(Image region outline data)
++++
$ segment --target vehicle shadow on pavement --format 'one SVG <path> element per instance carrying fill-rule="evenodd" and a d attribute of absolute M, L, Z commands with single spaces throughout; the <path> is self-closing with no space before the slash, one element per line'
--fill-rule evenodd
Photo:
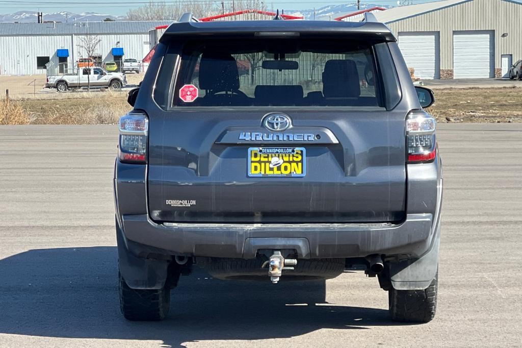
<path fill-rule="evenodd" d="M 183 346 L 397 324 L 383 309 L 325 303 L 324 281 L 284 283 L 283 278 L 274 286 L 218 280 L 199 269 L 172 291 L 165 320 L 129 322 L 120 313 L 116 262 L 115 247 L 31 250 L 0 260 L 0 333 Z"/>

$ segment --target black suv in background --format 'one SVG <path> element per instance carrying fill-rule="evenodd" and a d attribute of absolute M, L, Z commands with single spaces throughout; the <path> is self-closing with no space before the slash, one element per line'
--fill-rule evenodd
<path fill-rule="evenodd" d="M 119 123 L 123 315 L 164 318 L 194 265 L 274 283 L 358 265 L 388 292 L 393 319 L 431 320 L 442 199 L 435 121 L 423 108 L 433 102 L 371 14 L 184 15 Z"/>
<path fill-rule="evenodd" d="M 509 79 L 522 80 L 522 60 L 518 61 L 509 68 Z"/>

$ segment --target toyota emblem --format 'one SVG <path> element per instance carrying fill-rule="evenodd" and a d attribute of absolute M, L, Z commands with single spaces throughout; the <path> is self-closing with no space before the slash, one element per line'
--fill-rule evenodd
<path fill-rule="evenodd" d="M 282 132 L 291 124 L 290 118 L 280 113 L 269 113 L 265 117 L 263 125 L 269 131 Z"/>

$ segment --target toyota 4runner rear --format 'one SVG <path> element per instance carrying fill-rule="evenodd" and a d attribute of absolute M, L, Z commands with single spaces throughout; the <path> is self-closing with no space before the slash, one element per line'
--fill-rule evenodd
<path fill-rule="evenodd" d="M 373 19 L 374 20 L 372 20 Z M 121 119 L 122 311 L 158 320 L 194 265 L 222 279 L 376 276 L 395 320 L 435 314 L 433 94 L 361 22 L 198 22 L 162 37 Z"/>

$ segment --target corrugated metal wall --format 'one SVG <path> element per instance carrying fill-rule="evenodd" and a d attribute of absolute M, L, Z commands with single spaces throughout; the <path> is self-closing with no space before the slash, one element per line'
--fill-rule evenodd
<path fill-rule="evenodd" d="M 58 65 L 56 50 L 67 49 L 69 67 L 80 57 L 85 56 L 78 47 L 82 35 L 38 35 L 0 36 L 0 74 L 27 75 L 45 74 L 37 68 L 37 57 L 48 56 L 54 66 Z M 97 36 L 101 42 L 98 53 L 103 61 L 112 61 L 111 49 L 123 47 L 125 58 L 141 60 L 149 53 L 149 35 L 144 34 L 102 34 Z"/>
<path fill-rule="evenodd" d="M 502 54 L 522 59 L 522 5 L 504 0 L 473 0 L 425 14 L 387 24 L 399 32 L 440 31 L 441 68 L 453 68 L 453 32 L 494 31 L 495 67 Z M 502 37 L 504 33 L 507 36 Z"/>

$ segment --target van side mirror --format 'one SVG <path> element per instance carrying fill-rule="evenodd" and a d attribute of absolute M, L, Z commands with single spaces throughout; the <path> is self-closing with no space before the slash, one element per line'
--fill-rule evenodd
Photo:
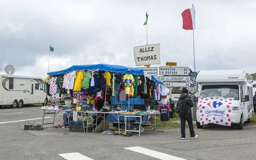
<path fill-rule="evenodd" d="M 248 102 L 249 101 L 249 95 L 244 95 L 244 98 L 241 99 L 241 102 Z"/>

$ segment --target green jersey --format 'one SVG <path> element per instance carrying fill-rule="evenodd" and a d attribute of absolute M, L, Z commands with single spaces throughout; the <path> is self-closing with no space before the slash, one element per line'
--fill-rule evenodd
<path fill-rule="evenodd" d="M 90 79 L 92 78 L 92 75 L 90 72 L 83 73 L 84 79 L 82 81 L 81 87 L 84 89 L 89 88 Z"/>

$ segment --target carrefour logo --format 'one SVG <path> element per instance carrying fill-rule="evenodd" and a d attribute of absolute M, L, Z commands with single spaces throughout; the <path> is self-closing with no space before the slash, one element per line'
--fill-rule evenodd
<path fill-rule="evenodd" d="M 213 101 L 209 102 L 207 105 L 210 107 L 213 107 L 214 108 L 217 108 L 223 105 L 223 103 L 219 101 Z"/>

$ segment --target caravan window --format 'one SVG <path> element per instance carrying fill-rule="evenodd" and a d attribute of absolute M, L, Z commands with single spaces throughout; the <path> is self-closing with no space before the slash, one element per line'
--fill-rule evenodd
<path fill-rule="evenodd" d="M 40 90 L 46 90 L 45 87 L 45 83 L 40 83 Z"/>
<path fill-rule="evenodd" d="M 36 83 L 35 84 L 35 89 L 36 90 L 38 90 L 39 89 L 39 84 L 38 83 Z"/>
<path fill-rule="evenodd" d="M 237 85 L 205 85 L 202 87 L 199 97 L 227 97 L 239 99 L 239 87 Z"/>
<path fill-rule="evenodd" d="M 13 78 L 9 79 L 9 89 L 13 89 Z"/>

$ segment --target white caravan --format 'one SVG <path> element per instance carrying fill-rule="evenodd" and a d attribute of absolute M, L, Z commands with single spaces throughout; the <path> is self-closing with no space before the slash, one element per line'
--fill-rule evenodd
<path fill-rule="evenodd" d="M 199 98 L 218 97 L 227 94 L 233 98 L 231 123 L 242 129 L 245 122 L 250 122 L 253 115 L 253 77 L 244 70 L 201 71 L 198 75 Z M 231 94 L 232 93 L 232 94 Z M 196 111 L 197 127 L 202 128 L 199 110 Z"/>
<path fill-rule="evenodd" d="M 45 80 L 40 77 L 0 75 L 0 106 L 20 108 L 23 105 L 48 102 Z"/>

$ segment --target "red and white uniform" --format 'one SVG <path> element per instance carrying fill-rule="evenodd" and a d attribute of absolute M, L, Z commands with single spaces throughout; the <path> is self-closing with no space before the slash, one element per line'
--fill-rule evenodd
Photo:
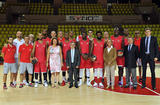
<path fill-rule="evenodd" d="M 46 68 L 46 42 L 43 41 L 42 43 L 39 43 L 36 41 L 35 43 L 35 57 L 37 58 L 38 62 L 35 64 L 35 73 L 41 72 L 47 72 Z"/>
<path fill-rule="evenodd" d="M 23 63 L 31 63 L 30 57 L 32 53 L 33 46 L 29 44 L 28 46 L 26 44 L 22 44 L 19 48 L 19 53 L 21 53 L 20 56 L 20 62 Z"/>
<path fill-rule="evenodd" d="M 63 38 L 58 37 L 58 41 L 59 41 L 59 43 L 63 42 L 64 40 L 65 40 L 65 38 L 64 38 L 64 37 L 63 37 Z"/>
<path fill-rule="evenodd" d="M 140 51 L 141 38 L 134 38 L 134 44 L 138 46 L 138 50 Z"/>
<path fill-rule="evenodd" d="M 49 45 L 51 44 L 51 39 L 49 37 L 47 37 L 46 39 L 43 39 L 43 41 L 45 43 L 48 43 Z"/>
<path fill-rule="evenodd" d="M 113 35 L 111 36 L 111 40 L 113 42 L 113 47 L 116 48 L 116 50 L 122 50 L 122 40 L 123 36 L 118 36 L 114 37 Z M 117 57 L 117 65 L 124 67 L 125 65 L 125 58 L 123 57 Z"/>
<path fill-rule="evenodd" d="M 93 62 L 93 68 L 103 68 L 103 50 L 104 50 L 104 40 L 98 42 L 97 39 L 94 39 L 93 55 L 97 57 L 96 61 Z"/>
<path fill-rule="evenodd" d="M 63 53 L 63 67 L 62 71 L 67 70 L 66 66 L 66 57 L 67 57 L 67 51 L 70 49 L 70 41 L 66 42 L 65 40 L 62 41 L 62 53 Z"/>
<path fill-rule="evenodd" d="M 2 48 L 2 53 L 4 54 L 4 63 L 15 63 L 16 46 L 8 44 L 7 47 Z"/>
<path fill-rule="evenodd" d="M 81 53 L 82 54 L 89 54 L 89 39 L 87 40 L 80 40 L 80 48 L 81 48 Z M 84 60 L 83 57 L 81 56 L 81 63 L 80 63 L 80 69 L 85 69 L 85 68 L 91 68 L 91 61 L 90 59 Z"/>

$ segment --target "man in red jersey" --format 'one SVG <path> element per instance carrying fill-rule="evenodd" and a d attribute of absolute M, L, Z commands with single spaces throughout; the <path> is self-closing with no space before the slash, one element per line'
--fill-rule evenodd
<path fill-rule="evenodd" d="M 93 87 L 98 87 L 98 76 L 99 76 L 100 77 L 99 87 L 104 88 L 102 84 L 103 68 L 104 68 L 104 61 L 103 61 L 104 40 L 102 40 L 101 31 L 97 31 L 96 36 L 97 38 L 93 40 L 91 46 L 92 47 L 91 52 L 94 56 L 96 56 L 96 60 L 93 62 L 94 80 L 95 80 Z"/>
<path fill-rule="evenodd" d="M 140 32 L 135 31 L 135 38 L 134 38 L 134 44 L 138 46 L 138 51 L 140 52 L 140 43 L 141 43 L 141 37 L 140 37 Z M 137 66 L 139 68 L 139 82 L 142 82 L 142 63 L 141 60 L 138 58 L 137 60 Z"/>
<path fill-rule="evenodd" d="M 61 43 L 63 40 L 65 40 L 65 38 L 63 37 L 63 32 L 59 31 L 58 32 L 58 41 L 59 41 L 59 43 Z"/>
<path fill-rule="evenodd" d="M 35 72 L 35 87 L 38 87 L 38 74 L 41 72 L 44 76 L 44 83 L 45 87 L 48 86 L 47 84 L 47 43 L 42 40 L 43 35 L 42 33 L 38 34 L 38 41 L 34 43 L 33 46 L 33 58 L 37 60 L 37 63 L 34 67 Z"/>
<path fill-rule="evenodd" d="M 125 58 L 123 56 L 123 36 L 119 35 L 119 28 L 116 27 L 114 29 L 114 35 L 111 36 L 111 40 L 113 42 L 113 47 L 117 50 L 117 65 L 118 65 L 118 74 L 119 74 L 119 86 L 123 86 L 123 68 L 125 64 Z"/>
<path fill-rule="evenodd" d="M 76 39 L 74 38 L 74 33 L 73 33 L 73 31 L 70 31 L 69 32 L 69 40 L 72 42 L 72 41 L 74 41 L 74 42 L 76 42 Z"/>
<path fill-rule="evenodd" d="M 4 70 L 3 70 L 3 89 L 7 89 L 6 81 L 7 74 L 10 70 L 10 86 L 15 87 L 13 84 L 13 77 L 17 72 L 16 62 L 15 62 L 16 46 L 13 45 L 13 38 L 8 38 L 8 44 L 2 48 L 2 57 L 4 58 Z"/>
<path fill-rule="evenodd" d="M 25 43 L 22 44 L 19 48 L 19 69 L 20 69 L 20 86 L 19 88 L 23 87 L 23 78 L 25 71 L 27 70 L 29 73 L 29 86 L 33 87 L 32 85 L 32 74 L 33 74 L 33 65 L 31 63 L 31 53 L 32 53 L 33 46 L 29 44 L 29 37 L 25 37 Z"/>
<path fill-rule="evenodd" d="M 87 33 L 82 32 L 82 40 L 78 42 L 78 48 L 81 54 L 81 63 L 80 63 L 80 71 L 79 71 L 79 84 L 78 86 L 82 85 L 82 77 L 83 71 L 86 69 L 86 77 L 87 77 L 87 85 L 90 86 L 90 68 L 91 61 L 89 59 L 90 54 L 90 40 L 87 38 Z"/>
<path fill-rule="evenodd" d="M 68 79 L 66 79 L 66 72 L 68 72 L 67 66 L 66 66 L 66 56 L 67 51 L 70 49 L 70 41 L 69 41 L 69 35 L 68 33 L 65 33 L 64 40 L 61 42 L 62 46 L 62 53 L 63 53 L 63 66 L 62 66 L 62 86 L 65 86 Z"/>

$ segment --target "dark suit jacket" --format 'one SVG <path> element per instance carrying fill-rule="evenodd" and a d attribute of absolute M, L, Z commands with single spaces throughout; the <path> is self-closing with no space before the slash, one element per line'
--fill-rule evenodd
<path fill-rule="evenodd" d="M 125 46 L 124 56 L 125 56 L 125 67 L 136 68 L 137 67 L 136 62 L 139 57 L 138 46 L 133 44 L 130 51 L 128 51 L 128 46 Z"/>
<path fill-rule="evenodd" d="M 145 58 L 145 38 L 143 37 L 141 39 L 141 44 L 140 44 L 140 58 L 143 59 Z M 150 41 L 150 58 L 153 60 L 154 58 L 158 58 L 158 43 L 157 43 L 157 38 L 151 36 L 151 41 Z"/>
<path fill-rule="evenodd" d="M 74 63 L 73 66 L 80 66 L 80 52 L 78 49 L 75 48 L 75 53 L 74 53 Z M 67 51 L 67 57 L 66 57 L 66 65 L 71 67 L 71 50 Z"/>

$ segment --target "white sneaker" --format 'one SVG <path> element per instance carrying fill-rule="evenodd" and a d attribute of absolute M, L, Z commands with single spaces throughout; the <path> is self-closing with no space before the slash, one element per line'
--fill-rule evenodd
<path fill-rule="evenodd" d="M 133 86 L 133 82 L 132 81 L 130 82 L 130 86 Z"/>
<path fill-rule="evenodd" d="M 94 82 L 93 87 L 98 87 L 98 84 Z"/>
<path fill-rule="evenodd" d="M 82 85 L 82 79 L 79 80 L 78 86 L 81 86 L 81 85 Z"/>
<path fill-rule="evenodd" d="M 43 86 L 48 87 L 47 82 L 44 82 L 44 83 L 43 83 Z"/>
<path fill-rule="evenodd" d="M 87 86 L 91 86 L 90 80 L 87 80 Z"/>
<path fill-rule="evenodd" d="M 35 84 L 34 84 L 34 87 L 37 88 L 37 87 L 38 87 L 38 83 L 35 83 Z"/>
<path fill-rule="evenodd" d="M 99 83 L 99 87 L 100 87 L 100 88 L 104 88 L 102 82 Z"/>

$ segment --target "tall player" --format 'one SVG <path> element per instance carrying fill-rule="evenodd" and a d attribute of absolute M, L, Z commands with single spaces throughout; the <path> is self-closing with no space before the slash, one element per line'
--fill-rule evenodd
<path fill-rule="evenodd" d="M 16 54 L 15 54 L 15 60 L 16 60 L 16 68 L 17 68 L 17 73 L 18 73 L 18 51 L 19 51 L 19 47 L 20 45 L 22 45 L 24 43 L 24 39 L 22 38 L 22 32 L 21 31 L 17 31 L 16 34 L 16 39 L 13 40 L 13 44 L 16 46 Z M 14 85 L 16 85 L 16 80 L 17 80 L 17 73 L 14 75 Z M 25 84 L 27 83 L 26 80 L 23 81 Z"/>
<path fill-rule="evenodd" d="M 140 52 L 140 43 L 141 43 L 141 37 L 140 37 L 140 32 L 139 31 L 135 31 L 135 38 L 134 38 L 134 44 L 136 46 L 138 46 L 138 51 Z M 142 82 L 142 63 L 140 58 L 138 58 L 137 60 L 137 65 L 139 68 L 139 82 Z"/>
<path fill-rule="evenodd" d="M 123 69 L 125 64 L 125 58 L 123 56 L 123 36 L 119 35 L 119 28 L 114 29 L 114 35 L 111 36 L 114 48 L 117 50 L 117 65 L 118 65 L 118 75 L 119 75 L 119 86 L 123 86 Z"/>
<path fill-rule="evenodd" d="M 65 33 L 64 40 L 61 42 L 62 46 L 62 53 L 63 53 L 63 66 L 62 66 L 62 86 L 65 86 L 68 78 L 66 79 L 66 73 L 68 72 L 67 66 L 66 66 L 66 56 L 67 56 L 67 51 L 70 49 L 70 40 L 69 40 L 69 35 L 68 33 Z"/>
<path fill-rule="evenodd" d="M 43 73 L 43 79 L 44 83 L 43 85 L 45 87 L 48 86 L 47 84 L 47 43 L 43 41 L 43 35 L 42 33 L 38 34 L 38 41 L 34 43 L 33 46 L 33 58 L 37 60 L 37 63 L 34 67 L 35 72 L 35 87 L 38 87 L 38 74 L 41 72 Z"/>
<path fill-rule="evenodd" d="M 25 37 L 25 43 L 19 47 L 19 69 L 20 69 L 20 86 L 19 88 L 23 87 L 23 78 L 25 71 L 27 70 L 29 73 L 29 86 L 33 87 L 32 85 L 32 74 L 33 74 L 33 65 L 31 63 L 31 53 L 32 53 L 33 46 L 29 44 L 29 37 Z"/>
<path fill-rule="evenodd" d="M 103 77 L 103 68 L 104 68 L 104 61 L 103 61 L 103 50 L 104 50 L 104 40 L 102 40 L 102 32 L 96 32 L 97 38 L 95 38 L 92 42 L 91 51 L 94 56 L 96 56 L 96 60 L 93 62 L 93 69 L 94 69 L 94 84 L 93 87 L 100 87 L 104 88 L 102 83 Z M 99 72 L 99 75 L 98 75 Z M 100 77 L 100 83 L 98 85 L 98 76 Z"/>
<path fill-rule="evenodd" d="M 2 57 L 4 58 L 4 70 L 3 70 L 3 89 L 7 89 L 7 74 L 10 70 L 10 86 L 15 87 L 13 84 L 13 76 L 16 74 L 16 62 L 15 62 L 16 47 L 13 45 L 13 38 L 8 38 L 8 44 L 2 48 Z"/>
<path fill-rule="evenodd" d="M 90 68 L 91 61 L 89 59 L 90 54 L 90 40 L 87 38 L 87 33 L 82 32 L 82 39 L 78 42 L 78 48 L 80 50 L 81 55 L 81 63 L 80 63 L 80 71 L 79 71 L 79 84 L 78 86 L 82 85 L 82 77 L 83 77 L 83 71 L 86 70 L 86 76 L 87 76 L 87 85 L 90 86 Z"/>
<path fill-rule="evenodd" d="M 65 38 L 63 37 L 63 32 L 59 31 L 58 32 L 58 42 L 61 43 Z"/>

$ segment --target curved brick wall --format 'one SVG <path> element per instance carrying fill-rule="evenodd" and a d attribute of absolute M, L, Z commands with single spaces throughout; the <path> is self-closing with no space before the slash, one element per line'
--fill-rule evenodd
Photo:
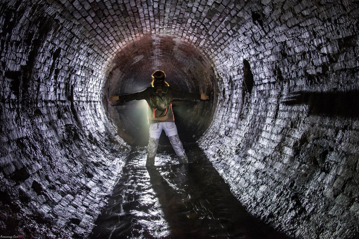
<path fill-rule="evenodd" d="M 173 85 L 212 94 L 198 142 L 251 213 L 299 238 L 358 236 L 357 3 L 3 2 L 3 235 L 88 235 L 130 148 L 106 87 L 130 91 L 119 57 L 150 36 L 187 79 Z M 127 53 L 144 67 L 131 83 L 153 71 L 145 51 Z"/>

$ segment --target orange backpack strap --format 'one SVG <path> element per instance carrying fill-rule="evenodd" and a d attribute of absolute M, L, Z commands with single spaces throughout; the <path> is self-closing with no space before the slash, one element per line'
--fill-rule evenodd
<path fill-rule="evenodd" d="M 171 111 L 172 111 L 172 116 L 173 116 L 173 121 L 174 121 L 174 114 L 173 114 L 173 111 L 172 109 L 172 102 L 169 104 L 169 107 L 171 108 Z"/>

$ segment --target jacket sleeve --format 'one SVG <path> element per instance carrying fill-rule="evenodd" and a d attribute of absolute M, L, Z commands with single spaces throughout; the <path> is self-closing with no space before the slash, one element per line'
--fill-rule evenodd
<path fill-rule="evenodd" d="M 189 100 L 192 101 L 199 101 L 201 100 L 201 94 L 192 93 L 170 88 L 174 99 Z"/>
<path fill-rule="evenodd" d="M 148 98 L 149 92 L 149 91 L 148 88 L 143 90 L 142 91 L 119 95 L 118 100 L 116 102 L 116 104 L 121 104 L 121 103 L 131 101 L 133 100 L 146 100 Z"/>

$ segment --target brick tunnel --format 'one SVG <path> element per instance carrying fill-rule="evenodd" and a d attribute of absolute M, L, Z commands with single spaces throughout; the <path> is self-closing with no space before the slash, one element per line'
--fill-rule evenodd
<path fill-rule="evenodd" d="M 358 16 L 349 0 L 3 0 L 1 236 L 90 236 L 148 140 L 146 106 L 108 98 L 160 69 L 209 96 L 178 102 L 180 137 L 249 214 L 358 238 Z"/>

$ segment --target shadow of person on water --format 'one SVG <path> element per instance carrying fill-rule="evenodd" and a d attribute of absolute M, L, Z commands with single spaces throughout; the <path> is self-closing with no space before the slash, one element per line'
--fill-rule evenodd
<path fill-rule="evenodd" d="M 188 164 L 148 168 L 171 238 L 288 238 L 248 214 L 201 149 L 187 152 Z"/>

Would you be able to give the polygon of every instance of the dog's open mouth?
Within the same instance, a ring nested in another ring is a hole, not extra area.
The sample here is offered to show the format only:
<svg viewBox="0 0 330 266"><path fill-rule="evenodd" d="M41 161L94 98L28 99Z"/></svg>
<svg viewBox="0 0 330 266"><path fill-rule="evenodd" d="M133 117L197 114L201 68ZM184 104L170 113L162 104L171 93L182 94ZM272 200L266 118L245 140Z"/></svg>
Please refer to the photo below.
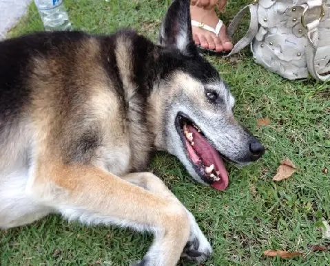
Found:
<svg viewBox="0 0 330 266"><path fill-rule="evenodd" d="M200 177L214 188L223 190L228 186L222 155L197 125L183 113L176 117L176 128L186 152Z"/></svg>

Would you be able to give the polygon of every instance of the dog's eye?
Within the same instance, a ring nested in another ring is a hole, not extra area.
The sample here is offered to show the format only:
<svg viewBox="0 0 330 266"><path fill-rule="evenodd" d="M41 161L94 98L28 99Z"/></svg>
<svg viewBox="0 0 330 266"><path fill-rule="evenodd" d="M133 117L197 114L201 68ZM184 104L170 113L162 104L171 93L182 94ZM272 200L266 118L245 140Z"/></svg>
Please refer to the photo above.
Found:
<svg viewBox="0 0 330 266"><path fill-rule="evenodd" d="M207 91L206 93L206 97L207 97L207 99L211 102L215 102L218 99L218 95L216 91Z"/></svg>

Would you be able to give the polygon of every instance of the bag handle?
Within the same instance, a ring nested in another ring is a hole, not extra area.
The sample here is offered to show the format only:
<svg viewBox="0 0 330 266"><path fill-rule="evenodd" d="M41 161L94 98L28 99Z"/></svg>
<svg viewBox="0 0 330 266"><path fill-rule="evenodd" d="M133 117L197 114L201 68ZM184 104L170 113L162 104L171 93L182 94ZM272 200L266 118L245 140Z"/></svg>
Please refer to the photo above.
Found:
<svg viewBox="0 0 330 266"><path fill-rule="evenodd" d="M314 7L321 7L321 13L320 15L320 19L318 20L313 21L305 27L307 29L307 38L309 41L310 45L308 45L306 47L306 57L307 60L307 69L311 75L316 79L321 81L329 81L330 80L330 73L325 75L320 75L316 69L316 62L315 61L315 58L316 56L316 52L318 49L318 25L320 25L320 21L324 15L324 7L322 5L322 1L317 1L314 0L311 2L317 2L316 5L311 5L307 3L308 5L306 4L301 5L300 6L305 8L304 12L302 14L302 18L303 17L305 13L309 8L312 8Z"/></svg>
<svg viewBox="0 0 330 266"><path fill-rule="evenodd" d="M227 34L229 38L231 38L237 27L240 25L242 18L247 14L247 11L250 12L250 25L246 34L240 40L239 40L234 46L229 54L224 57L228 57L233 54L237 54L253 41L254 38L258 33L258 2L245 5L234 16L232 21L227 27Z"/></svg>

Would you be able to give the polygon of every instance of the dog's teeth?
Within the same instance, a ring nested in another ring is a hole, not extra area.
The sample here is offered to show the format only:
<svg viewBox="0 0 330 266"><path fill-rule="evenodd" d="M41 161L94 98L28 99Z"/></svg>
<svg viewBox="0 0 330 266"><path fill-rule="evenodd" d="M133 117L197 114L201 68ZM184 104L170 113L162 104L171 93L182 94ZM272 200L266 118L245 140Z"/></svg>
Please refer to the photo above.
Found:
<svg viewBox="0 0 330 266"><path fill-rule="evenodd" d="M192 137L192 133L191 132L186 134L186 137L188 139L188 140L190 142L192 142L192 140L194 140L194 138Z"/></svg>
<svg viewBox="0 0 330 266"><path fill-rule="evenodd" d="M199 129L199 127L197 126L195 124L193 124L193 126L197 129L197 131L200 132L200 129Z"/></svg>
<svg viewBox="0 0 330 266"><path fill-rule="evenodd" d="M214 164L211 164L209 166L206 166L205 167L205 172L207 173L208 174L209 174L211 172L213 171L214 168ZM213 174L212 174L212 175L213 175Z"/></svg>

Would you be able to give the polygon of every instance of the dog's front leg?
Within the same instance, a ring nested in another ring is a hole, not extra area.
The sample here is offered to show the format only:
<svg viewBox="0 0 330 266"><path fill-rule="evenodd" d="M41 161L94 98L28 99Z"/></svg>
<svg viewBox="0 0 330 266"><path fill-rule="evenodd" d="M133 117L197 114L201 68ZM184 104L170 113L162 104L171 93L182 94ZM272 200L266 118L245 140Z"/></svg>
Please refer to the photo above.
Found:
++++
### Short problem
Arrange the part of the data that opens with the line containing "segment --target green" and closes with the line containing "90 79 L 92 78", both included, as a JSON list of strings with one string per line and blank lines left out.

### Correct result
[
  "$ segment --target green jersey --format 'one SVG <path> element per instance carrying fill-rule=\"evenodd\" and a d attribute of absolute M, L, Z commands with single spaces throughout; the <path> is self-closing with no space before the slash, one element per line'",
  "--fill-rule evenodd",
  "<path fill-rule=\"evenodd\" d=\"M 90 79 L 92 78 L 92 75 L 90 72 L 83 73 L 84 79 L 82 81 L 81 87 L 84 89 L 89 88 Z\"/>"
]